TASK: Output the material below in full, exactly as it is.
======
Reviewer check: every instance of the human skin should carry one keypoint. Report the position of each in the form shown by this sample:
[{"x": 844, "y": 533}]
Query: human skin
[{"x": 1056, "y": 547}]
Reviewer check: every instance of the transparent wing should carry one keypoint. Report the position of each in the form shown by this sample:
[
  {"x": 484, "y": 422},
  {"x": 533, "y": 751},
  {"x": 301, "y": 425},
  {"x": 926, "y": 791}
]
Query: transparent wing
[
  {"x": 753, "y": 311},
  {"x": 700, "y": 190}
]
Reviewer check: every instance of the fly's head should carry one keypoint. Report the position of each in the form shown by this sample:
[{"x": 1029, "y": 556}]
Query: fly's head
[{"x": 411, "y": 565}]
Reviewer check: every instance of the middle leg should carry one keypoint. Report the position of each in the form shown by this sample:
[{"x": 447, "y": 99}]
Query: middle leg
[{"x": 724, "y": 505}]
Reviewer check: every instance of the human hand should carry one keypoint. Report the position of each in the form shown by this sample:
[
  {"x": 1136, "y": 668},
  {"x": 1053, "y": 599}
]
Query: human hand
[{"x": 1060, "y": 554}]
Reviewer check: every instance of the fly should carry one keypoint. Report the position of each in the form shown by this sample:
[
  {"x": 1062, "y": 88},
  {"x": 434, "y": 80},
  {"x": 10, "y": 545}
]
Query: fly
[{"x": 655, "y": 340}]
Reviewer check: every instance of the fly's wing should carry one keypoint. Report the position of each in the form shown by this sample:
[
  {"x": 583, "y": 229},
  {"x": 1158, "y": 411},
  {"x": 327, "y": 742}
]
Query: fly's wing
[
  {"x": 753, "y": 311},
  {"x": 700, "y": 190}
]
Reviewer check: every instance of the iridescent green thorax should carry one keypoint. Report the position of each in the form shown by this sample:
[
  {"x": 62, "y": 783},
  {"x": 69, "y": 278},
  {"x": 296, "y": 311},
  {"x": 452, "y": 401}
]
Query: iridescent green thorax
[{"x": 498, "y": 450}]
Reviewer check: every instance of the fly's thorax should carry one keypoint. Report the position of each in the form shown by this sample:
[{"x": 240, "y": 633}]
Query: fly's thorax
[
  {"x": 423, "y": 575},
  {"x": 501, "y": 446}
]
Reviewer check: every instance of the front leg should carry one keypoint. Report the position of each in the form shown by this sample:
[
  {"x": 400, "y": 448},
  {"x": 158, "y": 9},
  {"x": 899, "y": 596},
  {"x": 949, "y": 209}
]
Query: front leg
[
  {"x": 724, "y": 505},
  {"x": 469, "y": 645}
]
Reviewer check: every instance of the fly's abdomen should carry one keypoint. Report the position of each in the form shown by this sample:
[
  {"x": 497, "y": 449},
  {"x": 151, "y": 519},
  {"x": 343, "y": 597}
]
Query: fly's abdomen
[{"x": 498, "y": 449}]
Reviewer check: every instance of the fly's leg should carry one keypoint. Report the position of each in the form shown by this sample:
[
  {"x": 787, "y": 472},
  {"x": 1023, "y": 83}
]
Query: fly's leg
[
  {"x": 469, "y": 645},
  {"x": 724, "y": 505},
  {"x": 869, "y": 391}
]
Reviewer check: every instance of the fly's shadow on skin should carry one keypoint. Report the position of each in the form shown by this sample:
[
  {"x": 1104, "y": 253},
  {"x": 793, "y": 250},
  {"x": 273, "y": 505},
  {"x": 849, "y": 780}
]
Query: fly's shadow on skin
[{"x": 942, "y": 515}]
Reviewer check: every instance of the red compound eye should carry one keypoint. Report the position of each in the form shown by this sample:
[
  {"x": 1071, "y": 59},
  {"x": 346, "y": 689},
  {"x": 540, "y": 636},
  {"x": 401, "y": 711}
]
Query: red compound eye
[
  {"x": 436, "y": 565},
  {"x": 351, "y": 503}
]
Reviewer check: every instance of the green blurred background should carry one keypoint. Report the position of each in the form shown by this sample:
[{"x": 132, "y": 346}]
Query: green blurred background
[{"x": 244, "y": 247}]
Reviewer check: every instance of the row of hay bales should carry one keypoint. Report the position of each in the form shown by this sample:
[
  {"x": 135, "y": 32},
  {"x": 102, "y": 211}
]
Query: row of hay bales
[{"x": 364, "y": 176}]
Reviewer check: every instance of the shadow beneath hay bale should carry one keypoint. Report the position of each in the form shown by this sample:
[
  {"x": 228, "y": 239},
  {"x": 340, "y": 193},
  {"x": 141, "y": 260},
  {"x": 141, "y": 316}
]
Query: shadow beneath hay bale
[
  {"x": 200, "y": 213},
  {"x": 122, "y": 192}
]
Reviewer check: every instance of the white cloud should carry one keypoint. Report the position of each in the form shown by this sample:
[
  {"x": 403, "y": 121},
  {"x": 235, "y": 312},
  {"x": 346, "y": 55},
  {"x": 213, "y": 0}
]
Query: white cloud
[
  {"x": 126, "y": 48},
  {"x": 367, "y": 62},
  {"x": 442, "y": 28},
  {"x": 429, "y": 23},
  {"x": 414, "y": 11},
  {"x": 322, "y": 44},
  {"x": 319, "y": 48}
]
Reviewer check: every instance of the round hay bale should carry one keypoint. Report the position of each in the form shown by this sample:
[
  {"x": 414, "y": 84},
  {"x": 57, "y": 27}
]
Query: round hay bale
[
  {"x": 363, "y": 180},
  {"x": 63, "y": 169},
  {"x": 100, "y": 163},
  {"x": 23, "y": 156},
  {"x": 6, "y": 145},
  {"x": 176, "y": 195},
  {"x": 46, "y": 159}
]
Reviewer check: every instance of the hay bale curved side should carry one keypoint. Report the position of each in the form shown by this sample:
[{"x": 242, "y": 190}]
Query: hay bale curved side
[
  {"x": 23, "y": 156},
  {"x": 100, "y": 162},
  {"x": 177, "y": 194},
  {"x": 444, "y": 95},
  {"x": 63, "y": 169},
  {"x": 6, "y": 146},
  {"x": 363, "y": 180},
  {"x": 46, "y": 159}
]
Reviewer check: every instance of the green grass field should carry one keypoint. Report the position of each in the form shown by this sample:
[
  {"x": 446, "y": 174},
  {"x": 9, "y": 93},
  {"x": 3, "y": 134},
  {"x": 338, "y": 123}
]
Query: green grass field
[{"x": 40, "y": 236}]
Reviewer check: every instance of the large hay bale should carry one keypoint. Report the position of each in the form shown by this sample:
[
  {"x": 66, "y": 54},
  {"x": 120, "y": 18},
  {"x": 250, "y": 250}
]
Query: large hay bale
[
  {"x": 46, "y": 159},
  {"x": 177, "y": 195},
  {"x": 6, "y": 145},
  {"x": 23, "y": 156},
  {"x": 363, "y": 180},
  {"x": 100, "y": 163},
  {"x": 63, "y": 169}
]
======
RESULT OF THE EXERCISE:
Reviewer check: every instance of the human skin should carry one keypoint. Report the position of each in the form shown by this sample:
[{"x": 844, "y": 533}]
Query: human skin
[{"x": 1056, "y": 547}]
Reviewer check: every instance of the transparent wing should carry one keypoint. Report the position of each in the form shown by this sample:
[
  {"x": 484, "y": 422},
  {"x": 533, "y": 751},
  {"x": 301, "y": 425},
  {"x": 926, "y": 791}
]
Query: transparent wing
[
  {"x": 753, "y": 311},
  {"x": 700, "y": 190}
]
Reviewer check: every instance of the fly's head should carry one keypoint. Report the position of each in the form shown by this sample:
[{"x": 1029, "y": 556}]
Query: fly's head
[{"x": 411, "y": 565}]
Reviewer check: every instance of the middle leg should carry one keypoint. Report the position of each in the form shown by this sample:
[{"x": 447, "y": 99}]
Query: middle leg
[{"x": 724, "y": 505}]
Reviewer check: every instance of the human hand should carry one keypoint. Report the position of each in the form shown by this sample:
[
  {"x": 1136, "y": 668},
  {"x": 1053, "y": 599}
]
Query: human hand
[{"x": 1060, "y": 554}]
Reviewer check: every instance of the fly should carry one keypoint. Report the position of each in the form shown by this sample:
[
  {"x": 1062, "y": 88},
  {"x": 434, "y": 80},
  {"x": 10, "y": 545}
]
Query: fly
[{"x": 655, "y": 340}]
Reviewer check: every instance of the fly's wing should carry one keypoint. Report the position of each in the form shown by this sample:
[
  {"x": 583, "y": 229},
  {"x": 1158, "y": 411},
  {"x": 327, "y": 742}
]
Query: fly's wing
[
  {"x": 753, "y": 311},
  {"x": 700, "y": 190}
]
Reviewer check: every instance of the iridescent green thorax should carry one keypoint. Report the position of each in the form shown by this sample:
[
  {"x": 62, "y": 783},
  {"x": 69, "y": 278},
  {"x": 296, "y": 311},
  {"x": 452, "y": 401}
]
Query: iridescent green thorax
[{"x": 498, "y": 450}]
Reviewer check: every instance of the fly's thorax should carry one keypoint. Report the position of each in the form shown by this sample:
[{"x": 240, "y": 633}]
Query: fly's thorax
[
  {"x": 423, "y": 575},
  {"x": 501, "y": 446}
]
Reviewer check: every instance of the front leg should carry one keypoint. Report the position of each in the form shown by this sample:
[
  {"x": 400, "y": 448},
  {"x": 158, "y": 9},
  {"x": 899, "y": 596},
  {"x": 949, "y": 209}
]
Query: front leg
[
  {"x": 724, "y": 505},
  {"x": 469, "y": 645}
]
Reviewer check: every instance of the fly's abdomen should carry one keypoint. Report the position of each in the form shown by this sample:
[
  {"x": 497, "y": 449},
  {"x": 151, "y": 519},
  {"x": 343, "y": 597}
]
Query: fly's abdomen
[{"x": 498, "y": 449}]
Reviewer check: every instance of the fly's leg should carry one keypoint. Report the position of each in the form shown by this sample:
[
  {"x": 787, "y": 472},
  {"x": 1023, "y": 83}
]
Query: fly's leg
[
  {"x": 469, "y": 645},
  {"x": 724, "y": 505},
  {"x": 869, "y": 391}
]
Reviewer check: every instance of the fly's shadow on skin should carry one keypoint. Report the position of each in the form shown by this sample:
[
  {"x": 1104, "y": 253},
  {"x": 793, "y": 250},
  {"x": 273, "y": 505},
  {"x": 849, "y": 780}
]
Query: fly's shadow on skin
[{"x": 942, "y": 515}]
Reviewer check: every instance of the red compound eye should carry one keypoint. Report the position of each in the form shown by this sample:
[
  {"x": 1071, "y": 59},
  {"x": 346, "y": 689},
  {"x": 540, "y": 636},
  {"x": 401, "y": 711}
]
Query: red compound eye
[
  {"x": 436, "y": 565},
  {"x": 351, "y": 503}
]
Reviewer check: every instance of the green blurred background should carry one keypoint. Report the position of each in the form shown by this sample:
[{"x": 132, "y": 346}]
Query: green blurred background
[{"x": 244, "y": 247}]
Reviewer check: every instance of the row of hay bales should carry one keypoint. Report the position of each in the form shown by this sample:
[
  {"x": 135, "y": 32},
  {"x": 102, "y": 211}
]
Query: row of hay bales
[{"x": 364, "y": 176}]
Reviewer check: every instance of the shadow beneath hay bale should carry one keypoint. Report the position of each in the form shown by this sample:
[
  {"x": 228, "y": 239},
  {"x": 340, "y": 193},
  {"x": 141, "y": 260},
  {"x": 141, "y": 316}
]
Query: shadow beneath hay bale
[
  {"x": 200, "y": 213},
  {"x": 122, "y": 192}
]
Reviewer check: every instance of the white cloud should carry one keypoint. Report the position of each in the form shown by this sample:
[
  {"x": 403, "y": 121},
  {"x": 235, "y": 312},
  {"x": 346, "y": 55},
  {"x": 213, "y": 0}
]
Query: white cloud
[
  {"x": 126, "y": 48},
  {"x": 367, "y": 62},
  {"x": 442, "y": 28},
  {"x": 429, "y": 23},
  {"x": 414, "y": 11},
  {"x": 322, "y": 44},
  {"x": 319, "y": 48}
]
Reviewer check: every instance of the round hay bale should carry one keypoint. Report the position of each in the form shown by this sample:
[
  {"x": 414, "y": 84},
  {"x": 57, "y": 27}
]
Query: round hay bale
[
  {"x": 363, "y": 180},
  {"x": 63, "y": 169},
  {"x": 100, "y": 163},
  {"x": 23, "y": 156},
  {"x": 6, "y": 145},
  {"x": 176, "y": 195},
  {"x": 46, "y": 159}
]
Reviewer check: every instance of the hay bale curved side should carry one keypoint. Report the position of each in the form shown by this sample:
[{"x": 242, "y": 190}]
Query: hay bale curved side
[
  {"x": 23, "y": 156},
  {"x": 100, "y": 162},
  {"x": 177, "y": 194},
  {"x": 444, "y": 95},
  {"x": 63, "y": 169},
  {"x": 6, "y": 146},
  {"x": 363, "y": 180},
  {"x": 46, "y": 159}
]
Reviewer check: every instance of the green grass field should carry one keypoint. Report the position of each in the form shown by this sample:
[
  {"x": 446, "y": 174},
  {"x": 9, "y": 93},
  {"x": 3, "y": 134},
  {"x": 338, "y": 123}
]
Query: green grass field
[{"x": 40, "y": 236}]
Reviewer check: every instance of the large hay bale should carry one keypoint. Report the position of each in the form shown by this sample:
[
  {"x": 66, "y": 54},
  {"x": 120, "y": 18},
  {"x": 250, "y": 250}
]
Query: large hay bale
[
  {"x": 46, "y": 159},
  {"x": 177, "y": 195},
  {"x": 6, "y": 145},
  {"x": 23, "y": 156},
  {"x": 363, "y": 180},
  {"x": 100, "y": 163},
  {"x": 63, "y": 169}
]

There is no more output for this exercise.